* WRITTEN PROBLEM
Collect each line of the rows below that contains the word "house", copying every one in full.

--- START ---

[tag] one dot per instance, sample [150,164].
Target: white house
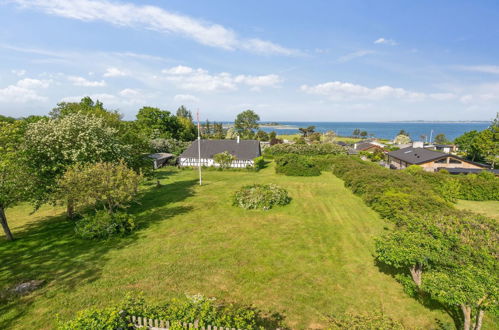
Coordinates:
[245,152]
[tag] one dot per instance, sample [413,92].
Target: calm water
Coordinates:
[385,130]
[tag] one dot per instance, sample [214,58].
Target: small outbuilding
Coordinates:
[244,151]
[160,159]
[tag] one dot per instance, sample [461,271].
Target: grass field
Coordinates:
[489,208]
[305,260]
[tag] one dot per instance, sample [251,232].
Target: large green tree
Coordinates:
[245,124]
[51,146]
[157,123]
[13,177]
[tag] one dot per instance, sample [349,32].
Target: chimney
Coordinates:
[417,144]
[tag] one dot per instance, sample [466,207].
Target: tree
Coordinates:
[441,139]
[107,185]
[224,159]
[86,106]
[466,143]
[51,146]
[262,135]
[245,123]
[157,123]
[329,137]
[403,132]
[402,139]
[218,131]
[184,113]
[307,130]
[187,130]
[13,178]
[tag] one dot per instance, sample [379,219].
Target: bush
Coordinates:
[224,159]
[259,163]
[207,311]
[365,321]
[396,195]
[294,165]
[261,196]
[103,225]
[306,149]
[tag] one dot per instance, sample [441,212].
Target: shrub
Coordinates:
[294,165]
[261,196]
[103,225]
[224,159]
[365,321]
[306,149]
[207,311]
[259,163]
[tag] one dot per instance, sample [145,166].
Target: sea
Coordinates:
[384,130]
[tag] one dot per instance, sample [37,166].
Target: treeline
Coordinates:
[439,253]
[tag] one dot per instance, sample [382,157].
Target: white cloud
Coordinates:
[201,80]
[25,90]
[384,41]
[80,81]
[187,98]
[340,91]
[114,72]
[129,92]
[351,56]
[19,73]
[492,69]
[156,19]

--- END ---
--- START ---

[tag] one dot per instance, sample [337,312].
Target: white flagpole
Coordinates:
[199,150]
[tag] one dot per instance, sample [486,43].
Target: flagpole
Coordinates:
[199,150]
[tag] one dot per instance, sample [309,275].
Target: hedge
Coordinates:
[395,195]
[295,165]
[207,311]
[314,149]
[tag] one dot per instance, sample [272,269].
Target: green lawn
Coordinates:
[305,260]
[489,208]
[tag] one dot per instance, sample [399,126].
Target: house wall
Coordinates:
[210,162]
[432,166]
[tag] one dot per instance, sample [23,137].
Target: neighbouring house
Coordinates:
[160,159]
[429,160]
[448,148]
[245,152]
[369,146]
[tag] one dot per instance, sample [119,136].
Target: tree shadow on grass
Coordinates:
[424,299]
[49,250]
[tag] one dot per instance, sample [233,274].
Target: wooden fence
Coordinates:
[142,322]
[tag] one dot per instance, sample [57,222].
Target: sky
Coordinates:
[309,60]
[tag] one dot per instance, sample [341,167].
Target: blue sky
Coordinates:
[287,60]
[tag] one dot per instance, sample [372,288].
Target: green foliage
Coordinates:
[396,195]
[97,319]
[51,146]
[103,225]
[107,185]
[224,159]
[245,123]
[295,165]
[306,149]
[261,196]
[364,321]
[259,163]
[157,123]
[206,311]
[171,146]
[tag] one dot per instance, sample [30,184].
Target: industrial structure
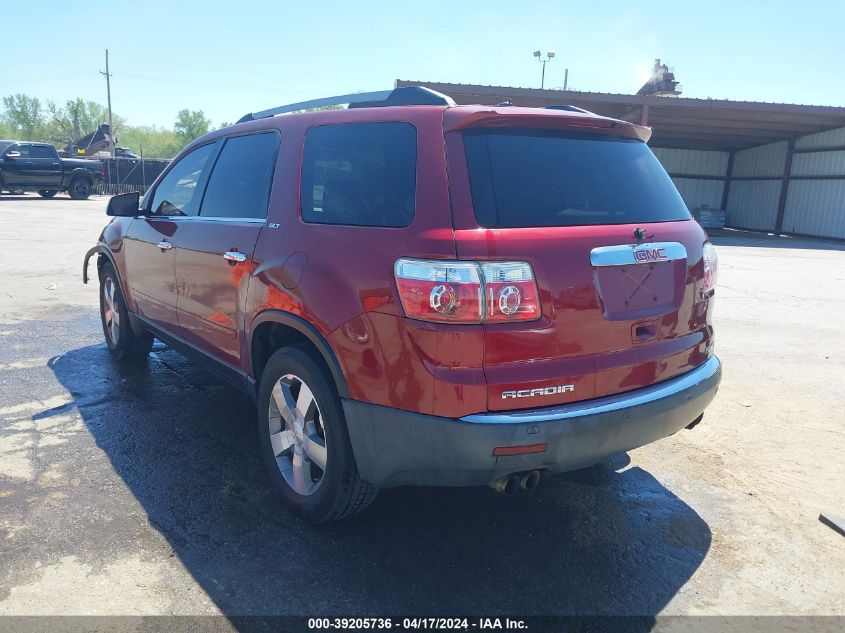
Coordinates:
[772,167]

--- END ---

* OUTPUT FOR THIS TASK
Target: white house
Target: house wall
Target: neighbouring house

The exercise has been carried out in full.